* Stated exercise *
Please format the stretch from the line containing "Where can the nightstand" through the end of the entries as a numbered list, leaving out any blank lines.

* Input data *
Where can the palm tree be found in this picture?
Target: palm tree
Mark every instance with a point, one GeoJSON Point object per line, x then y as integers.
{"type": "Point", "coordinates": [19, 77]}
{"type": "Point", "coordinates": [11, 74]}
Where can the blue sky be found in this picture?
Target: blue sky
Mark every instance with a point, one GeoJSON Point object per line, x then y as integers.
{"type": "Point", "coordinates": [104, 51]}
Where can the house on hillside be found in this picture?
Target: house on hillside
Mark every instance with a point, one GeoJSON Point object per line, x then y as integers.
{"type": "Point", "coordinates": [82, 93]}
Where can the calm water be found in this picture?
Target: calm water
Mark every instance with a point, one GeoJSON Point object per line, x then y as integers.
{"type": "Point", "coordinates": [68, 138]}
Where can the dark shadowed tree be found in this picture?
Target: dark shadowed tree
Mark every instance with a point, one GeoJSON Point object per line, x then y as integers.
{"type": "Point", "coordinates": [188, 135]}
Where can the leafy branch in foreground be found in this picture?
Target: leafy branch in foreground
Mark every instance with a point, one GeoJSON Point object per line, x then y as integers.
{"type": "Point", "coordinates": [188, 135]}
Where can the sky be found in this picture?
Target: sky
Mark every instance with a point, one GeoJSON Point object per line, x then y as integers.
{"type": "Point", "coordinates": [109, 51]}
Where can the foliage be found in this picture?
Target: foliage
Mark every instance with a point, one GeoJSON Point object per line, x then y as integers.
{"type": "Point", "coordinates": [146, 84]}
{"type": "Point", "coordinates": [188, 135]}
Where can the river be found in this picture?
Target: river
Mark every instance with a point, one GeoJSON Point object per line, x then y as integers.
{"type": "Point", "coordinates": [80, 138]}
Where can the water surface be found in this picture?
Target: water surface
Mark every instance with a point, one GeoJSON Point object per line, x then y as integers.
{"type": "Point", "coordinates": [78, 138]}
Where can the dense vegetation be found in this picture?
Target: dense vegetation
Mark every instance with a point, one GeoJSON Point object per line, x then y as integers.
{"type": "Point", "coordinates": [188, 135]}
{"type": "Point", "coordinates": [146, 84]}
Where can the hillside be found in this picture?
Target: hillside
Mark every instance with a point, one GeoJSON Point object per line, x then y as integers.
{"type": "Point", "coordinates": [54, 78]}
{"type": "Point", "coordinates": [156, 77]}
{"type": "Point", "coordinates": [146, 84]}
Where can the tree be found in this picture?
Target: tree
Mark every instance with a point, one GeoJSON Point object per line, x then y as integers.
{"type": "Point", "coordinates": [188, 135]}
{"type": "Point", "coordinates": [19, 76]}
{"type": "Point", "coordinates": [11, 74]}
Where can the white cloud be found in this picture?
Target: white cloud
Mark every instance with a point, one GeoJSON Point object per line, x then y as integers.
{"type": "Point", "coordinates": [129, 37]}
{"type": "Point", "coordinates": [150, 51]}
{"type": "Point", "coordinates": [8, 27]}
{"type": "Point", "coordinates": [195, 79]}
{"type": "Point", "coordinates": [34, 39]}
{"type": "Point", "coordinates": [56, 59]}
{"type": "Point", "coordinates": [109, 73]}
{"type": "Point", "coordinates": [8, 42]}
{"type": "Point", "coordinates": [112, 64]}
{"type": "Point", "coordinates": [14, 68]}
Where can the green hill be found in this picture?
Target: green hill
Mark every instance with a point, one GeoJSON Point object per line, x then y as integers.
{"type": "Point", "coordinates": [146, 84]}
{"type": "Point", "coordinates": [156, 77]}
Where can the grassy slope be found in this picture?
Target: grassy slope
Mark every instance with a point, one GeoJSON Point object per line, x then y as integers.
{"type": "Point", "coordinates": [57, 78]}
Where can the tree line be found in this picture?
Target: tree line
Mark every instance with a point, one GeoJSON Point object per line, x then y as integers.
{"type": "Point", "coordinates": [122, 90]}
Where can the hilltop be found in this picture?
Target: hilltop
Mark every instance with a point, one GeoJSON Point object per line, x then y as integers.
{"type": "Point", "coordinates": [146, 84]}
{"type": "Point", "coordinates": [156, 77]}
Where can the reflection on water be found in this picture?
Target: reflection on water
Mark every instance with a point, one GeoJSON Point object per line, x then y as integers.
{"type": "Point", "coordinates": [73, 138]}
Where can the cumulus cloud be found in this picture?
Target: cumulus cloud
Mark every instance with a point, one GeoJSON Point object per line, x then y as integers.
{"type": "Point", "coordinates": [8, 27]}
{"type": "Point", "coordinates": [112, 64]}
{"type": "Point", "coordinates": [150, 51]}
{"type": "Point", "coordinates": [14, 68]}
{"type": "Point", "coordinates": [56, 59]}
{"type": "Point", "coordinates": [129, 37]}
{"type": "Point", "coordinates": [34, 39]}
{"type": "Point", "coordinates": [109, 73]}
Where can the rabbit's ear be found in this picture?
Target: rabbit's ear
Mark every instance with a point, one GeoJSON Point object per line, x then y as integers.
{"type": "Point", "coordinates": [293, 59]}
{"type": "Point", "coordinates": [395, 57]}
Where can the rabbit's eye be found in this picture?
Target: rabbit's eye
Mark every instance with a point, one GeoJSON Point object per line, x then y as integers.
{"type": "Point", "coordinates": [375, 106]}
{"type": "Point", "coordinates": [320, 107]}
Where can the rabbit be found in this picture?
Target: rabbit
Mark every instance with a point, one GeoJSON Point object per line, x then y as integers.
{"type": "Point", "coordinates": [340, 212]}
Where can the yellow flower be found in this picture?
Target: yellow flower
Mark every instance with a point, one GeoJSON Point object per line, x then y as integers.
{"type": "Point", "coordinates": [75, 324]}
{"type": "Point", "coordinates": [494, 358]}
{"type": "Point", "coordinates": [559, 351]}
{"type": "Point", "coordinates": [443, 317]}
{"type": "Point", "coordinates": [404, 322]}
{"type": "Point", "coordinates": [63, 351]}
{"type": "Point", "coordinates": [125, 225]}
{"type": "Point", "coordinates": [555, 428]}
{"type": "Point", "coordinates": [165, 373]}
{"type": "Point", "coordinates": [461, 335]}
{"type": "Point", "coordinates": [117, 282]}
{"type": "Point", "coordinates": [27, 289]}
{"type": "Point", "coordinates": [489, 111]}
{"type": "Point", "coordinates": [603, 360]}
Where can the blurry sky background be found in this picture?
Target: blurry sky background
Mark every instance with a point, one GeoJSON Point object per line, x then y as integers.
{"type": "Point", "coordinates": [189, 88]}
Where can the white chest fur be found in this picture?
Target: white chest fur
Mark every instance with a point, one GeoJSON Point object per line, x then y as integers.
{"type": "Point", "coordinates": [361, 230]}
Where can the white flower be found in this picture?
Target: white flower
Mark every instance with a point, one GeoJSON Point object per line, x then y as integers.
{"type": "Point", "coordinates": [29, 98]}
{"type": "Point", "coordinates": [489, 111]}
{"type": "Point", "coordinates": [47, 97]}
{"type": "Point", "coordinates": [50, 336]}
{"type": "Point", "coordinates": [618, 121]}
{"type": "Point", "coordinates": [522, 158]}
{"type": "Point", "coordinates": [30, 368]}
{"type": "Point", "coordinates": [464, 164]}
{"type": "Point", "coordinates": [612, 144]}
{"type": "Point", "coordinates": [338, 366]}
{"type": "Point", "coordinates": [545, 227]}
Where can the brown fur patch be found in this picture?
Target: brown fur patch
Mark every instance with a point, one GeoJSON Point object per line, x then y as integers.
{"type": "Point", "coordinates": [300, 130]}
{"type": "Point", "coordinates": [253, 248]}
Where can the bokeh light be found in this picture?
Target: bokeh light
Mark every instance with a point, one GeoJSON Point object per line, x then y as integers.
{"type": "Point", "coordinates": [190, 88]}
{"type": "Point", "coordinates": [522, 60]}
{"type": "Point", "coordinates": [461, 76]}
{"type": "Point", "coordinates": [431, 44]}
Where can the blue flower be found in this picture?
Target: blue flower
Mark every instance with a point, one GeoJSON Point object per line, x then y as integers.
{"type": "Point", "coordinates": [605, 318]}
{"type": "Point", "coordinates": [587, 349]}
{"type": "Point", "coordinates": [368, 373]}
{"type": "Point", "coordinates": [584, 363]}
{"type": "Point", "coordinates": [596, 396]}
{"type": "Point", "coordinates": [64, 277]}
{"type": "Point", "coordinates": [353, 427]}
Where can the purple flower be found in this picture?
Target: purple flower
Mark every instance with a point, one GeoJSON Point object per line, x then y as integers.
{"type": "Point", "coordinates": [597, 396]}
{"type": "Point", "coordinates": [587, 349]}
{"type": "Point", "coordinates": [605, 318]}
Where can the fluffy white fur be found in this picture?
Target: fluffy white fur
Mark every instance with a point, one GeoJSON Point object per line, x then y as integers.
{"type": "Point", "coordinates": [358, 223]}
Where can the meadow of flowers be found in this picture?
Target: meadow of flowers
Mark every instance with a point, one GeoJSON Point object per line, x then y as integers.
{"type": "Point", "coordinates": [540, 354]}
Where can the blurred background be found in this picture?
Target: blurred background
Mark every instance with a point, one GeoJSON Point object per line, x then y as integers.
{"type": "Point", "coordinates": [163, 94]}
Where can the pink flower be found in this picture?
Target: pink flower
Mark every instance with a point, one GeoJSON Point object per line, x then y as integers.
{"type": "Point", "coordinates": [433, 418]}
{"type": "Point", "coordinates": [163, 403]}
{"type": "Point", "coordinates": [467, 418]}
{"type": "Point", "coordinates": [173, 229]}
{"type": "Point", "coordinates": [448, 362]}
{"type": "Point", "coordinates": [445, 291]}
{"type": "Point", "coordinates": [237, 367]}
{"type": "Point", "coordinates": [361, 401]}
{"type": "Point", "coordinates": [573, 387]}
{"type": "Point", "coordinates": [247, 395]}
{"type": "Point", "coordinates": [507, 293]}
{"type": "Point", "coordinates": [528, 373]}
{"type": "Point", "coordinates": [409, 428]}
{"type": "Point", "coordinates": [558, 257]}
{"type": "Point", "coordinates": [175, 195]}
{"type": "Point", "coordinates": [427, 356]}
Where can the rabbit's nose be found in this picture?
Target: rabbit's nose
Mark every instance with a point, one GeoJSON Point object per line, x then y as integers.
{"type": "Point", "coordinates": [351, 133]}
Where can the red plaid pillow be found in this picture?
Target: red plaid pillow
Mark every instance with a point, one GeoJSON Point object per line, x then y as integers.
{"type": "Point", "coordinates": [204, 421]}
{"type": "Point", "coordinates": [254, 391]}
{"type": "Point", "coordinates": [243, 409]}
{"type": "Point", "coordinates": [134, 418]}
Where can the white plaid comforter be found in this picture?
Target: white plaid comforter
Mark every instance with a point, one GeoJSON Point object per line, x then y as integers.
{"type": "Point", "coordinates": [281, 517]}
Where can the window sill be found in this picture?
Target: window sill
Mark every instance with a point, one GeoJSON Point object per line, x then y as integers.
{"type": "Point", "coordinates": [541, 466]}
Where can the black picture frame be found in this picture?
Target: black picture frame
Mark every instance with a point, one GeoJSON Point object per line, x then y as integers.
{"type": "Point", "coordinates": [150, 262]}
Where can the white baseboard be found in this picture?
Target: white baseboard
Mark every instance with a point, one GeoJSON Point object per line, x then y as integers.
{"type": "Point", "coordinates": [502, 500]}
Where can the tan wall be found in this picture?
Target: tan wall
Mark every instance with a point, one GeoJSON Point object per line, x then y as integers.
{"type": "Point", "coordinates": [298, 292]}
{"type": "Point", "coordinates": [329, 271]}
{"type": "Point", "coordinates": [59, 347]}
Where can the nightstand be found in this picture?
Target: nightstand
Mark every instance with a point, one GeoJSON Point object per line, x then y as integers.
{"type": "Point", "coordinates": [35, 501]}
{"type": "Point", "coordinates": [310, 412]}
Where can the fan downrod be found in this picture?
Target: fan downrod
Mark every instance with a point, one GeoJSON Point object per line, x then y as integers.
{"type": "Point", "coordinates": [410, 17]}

* Final result *
1. Where can the nightstand be found in this picture?
2. Target: nightstand
3. Mark every instance with a point, one GeoJSON Point object per line, x then y as integers.
4. {"type": "Point", "coordinates": [35, 501]}
5. {"type": "Point", "coordinates": [310, 412]}
6. Where can the fan downrod be found in this picture?
7. Target: fan downrod
8. Mark every instance with a point, one GeoJSON Point object per line, x then y as integers.
9. {"type": "Point", "coordinates": [410, 17]}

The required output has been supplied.